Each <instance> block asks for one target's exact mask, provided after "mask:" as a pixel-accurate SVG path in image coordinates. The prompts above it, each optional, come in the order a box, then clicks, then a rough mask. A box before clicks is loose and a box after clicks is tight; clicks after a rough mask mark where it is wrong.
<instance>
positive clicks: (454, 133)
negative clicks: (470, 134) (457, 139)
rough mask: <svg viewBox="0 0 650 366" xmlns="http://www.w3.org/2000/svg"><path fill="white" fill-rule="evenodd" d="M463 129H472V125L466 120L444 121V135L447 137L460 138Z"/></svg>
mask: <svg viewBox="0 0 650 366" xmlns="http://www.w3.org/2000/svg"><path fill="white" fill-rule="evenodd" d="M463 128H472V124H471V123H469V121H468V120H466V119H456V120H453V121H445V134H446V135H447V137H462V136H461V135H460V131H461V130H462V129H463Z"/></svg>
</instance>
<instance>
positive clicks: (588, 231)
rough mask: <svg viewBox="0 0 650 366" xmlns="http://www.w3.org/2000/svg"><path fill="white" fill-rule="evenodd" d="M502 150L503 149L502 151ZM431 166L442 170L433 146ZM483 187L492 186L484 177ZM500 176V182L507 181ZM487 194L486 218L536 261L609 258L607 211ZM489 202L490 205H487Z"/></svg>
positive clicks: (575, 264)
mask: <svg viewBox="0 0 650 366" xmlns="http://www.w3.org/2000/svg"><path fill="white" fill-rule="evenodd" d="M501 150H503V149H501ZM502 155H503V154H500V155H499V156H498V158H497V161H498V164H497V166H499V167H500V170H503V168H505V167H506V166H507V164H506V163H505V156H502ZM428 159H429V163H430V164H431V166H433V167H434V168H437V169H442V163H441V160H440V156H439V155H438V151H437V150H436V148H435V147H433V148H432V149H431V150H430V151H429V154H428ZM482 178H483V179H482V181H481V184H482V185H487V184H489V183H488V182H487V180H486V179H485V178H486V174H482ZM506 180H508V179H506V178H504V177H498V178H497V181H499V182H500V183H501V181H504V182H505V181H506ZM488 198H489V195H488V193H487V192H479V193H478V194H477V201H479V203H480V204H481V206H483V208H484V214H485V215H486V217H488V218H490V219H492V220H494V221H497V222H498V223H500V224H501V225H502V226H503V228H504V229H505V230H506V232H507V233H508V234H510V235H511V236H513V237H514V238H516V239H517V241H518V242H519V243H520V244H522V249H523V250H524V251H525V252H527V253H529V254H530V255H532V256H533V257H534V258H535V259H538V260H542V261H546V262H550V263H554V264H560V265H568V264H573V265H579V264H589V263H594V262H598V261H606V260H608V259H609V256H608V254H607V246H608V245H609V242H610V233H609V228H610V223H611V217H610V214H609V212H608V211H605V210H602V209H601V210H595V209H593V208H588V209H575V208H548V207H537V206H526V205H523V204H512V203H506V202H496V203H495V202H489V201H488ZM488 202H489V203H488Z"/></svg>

WHAT IS REQUIRED
Reproduce verbatim the data from the line containing "</instance>" up to and including the line containing "150L503 149L502 151ZM431".

TASK OUTPUT
</instance>
<instance>
positive clicks: (588, 231)
rough mask: <svg viewBox="0 0 650 366" xmlns="http://www.w3.org/2000/svg"><path fill="white" fill-rule="evenodd" d="M502 150L503 149L502 151ZM431 166L442 170L433 146ZM483 187L492 186L484 177ZM500 176V182L507 181ZM487 194L486 218L536 261L609 258L607 211ZM489 202L490 205H487Z"/></svg>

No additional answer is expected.